▸ **Consigne a**
D'après l'extrait, dans quelle ville et dans quelle salle le film est-il projeté le mardi 14 décembre ?

▸ **Extrait**
# # # # # # #

Rencontre avec Thierry Michel sur Hiver 60 (et calendrier des projections et débats)

Par une attachée de presse à l'occasion de la projection du film dans toute la Wallonie en décembre 2010
1 décembre, 2010

Thierry Michel, réalisateur d' HIVER 60

[Cette interview n'a pas été réalisée par la revue TOUDI, mais elle méritait d'être publiée au moment où dans toute la Wallonie et à Bruxelles, on va rediscuter à travers son film de ces événements qui restent centraux dans notre histoire. Il est important aussi de signaler que, grâce au film de Thierry Michel (dont on lira la genèse fort étonnante ci-dessous, comme si la répression réelle de 60-61 s'était rabattue sur la simple retranscription de son souvenir... il y a là quelque chose d'étrange), on pourra assister à des débats.]

Les projections et débats

Bruxelles, le jeudi 2 décembre au Centre Culturel Flagey à partir de 20h.

Louvain-la-neuve, le lundi 6 décembre à Cinescope, à partir de 19h45.

La Louvière, le mardi 7 décembre le 7 décembre, au cinéma Le Stuart, à partir de 20h.

Bruxelles, le mercredi 8 décembre, au cinéma Le Vendôme, à partir de 20h.30.

Charleroi, le jeudi 9 décembre, au cinéma Le Parc, à partir de 20h.

Mouscron, le 13 décembre au Cenre culturel Staquet à partir de 20 h.

Liège, le mardi 14 décembre, au cinéma Le Parc, à partir de 20h.

Namur, le mercredi 15 décembre au cinéma Caméo, à partir de 20h.

Mons, le jeudi 16 décembre au cinéma Le Plaza, à partir de 20 h.

Verviers, le vendredi 17 décembre à l'Espace Duesberg

Rencontre avec Thierry Michel

Pourquoi ce film ?

L'histoire de la réalisation de ce film commence par une vaste enquête dans les quatre coins de Wallonie et de Flandre, des mines du Borinage à la métallurgie Carolo, de la sidérurgie liègeoise au port d'Anvers, afin de retrouver les acteurs principaux de cette grève : les leaders spontanés ou officiels mais aussi les jeunes travailleurs et travailleuses qui se sont lancés à corps perdus dans ce grand mouvement collectif, dans cette grande fête transgressive.

C'est ainsi que le premier jet du scénario était d'avantage documentaire, intégrant les interviews de ces acteurs réels de l'histoire et les décors dans lesquels cette grève s'était déroulée. Mais très vite est apparu l'idée, le désir de raconter une histoire, de sublimer la grève, de lui donner une densité dramatique et surtout de faire une relecture des évènements de 1960 en Belgique à la lumière des années 70. C'est-à-dire des enjeux portés également par une autre grande grève historique européenne : Mai 68.

# # # # # # #

▸ **Données de l'exercice**
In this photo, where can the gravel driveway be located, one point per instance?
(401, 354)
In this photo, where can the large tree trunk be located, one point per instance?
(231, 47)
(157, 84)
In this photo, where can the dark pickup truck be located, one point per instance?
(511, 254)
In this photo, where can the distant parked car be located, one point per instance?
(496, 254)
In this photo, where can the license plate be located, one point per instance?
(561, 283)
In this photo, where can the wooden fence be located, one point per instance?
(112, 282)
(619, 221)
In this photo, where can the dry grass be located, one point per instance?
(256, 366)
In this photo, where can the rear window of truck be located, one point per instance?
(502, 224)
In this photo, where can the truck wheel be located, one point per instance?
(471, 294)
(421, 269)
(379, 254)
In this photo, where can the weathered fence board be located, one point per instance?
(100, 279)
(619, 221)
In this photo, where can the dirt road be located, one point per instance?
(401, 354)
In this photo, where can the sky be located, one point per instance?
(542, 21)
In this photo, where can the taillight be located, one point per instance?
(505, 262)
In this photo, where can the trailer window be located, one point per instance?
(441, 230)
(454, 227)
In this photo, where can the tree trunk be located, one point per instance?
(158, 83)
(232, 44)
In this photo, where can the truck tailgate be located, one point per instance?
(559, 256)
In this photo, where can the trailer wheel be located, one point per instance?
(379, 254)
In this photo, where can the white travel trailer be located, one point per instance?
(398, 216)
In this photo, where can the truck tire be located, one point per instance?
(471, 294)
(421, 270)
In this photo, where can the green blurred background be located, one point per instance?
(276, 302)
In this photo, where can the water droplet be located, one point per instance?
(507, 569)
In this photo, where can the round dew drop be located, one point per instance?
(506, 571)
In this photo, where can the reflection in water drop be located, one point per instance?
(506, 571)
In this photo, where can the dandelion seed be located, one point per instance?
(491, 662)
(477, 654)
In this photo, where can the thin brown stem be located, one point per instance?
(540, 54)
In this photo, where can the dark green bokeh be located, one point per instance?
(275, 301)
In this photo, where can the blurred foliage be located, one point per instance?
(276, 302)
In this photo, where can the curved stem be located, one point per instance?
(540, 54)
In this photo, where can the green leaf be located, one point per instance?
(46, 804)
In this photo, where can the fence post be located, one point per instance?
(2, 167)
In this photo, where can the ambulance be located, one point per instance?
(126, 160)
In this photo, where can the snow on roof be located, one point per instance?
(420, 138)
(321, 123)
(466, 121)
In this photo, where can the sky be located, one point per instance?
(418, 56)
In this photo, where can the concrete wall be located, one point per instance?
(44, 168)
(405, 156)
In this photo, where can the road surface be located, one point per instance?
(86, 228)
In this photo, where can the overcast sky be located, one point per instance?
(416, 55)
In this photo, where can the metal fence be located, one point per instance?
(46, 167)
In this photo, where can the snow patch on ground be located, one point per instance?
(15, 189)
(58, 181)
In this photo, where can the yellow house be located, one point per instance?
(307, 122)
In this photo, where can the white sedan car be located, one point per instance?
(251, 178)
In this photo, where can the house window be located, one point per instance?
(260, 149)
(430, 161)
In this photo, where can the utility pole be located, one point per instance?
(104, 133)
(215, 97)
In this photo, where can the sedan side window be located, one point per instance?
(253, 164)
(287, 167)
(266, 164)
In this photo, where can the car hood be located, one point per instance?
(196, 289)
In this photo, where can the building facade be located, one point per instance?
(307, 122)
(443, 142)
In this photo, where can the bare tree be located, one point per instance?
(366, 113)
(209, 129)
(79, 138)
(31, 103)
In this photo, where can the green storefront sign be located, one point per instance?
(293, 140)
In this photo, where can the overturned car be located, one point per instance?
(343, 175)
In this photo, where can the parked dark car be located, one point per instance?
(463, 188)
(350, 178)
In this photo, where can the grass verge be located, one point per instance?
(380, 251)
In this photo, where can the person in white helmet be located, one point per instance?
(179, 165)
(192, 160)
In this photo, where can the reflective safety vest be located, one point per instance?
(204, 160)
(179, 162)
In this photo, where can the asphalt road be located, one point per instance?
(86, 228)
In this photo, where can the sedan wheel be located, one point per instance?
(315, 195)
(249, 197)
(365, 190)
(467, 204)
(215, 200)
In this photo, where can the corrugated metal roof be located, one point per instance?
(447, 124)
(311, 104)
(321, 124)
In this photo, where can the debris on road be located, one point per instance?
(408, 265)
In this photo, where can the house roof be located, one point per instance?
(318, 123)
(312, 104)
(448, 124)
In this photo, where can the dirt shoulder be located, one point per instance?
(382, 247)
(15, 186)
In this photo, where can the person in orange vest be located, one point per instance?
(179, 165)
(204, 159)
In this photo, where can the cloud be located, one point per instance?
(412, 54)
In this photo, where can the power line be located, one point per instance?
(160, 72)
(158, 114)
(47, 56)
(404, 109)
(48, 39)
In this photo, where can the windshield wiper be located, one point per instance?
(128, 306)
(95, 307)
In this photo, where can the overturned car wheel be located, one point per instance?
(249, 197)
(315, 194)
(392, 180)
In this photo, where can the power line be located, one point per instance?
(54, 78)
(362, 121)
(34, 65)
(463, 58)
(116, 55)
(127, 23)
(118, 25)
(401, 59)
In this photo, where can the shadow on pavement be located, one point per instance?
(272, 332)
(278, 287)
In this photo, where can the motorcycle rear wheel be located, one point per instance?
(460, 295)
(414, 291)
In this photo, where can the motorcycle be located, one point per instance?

# # # # # # #

▸ **Consigne b**
Filtre les entrées et garde chaque ligne qui contient le mot « person ».

▸ **Réponse complète a**
À Liège, au cinéma Le Parc.

▸ **Réponse complète b**
In this photo, where can the person in white helmet be located, one point per instance?
In this photo, where can the person in orange vest be located, one point per instance?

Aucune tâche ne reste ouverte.